* [Your goal]
From the line containing "Indicate the lioness's tail in" down to the last line of the material below, copy each line exactly and leave out the rest.

[Data supplied Boundary: Start]

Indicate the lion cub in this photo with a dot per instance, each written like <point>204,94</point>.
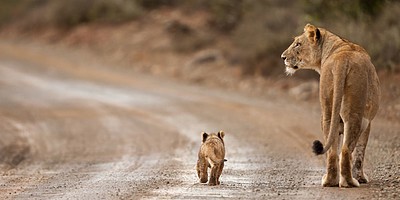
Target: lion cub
<point>212,155</point>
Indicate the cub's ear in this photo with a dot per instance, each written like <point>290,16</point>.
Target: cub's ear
<point>221,134</point>
<point>204,136</point>
<point>313,33</point>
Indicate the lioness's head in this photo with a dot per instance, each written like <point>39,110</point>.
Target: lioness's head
<point>205,136</point>
<point>304,52</point>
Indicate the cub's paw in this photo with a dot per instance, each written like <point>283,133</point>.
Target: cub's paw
<point>349,183</point>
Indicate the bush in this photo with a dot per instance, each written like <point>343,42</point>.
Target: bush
<point>67,14</point>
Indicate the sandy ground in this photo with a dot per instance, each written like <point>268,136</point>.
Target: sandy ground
<point>73,128</point>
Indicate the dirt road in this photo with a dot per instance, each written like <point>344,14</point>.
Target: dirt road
<point>75,128</point>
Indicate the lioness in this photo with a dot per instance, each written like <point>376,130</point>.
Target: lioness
<point>349,92</point>
<point>211,155</point>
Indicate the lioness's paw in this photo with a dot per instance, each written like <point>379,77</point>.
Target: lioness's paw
<point>362,178</point>
<point>348,183</point>
<point>330,182</point>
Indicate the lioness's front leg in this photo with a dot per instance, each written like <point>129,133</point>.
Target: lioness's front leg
<point>331,178</point>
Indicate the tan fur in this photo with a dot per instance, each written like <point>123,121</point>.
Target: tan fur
<point>211,155</point>
<point>349,91</point>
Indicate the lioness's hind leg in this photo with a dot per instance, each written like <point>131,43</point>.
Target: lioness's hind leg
<point>351,134</point>
<point>358,171</point>
<point>331,179</point>
<point>221,167</point>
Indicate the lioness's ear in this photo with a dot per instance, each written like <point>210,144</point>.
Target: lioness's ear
<point>204,136</point>
<point>313,33</point>
<point>221,134</point>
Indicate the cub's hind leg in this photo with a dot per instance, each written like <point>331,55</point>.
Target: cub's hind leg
<point>202,165</point>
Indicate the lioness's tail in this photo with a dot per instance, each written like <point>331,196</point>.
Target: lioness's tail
<point>318,148</point>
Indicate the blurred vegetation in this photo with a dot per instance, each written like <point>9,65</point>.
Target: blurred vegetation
<point>259,29</point>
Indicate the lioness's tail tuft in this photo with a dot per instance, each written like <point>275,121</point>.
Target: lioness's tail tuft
<point>318,148</point>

[Data supplied Boundary: End]

* [Exercise answer]
Indicate the lioness's tail in this photo with a dot per instance, each written like <point>331,196</point>.
Target: lioness's tail
<point>318,148</point>
Indicate the blurred vegetation in this photo with a dot per instance, each written like <point>9,65</point>.
Target: blurred vegetation
<point>259,29</point>
Indicate the lioness's tail tuft in this photo with a dot per instance, each written like <point>275,121</point>.
Target: lioness's tail tuft
<point>318,148</point>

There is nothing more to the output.